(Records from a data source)

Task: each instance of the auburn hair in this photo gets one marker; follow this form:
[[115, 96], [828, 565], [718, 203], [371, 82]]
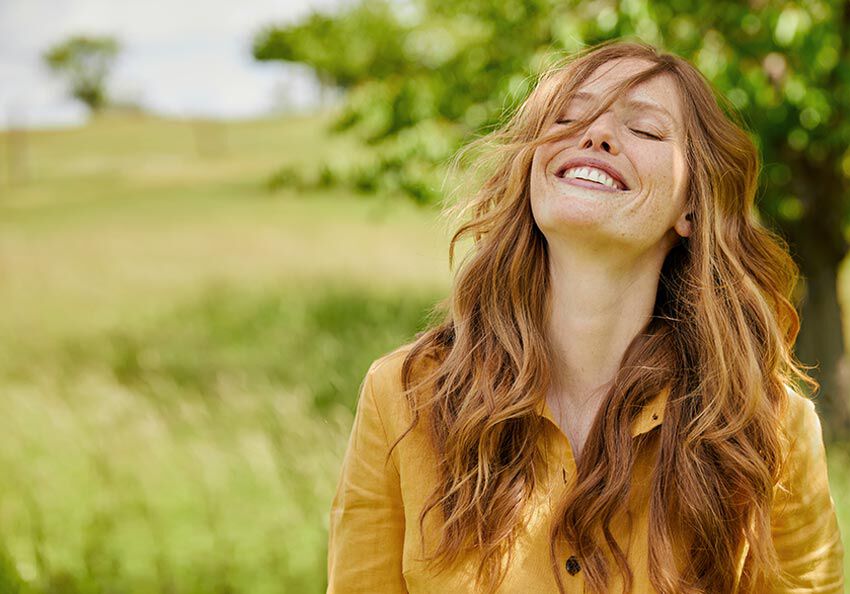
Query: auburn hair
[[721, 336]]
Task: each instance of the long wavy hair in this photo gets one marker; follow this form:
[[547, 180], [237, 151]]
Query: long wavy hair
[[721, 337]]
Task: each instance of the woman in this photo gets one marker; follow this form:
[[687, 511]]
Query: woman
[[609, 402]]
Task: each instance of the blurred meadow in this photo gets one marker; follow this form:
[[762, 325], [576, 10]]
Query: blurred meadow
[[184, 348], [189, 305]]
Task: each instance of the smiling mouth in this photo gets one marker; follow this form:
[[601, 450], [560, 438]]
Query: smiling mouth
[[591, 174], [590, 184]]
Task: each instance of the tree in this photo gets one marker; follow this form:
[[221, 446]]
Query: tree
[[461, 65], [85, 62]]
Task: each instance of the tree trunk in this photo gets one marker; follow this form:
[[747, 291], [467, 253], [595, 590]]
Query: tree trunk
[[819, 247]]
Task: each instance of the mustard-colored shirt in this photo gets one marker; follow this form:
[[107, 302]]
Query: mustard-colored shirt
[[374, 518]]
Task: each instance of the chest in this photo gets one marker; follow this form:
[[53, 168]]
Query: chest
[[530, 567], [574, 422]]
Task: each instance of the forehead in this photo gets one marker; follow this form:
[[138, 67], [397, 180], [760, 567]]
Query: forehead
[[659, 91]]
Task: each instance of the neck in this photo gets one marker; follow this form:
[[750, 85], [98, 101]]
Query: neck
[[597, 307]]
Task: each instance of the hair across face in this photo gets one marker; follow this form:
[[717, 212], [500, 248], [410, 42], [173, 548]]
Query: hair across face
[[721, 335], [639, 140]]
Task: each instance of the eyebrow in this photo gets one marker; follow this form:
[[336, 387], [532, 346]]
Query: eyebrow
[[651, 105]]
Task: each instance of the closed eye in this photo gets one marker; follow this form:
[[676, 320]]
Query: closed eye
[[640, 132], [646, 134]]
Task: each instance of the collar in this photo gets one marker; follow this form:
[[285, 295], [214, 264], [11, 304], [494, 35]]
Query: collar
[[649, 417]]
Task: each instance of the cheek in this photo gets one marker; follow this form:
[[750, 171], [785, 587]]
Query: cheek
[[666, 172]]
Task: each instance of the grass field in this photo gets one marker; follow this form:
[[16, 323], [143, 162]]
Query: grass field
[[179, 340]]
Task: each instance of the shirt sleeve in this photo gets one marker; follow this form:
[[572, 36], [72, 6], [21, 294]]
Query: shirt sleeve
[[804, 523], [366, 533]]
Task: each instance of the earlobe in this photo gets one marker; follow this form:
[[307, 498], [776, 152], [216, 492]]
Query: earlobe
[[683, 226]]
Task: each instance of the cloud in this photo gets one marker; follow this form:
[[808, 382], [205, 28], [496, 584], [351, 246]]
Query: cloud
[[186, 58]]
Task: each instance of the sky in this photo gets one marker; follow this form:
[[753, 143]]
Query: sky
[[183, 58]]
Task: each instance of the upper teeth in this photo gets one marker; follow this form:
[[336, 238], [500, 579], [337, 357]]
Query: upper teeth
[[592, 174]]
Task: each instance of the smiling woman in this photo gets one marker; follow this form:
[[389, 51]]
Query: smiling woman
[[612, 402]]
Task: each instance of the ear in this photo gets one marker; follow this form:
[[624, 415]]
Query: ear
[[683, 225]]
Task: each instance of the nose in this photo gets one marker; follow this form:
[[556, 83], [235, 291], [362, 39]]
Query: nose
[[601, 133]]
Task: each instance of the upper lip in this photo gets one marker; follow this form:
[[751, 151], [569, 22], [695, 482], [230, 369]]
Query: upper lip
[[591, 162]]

Required work
Only the lines above starting at the one containing "[[572, 36], [72, 6], [21, 294]]" and ending at the one containing "[[808, 382], [205, 28], [496, 584], [351, 246]]", both included, are to be returned, exactly as they read.

Answer to this task
[[572, 36], [72, 6], [21, 294]]
Query: shirt sleeve
[[804, 523], [366, 533]]
Task: each instance of the earlobe in this photo gets one marker; follow this form:
[[307, 498], [776, 152], [216, 492]]
Query: earlobe
[[683, 226]]
Task: each instance of the cloud in this photo gets one marker; follow this form:
[[808, 382], [205, 28], [496, 584], [351, 246]]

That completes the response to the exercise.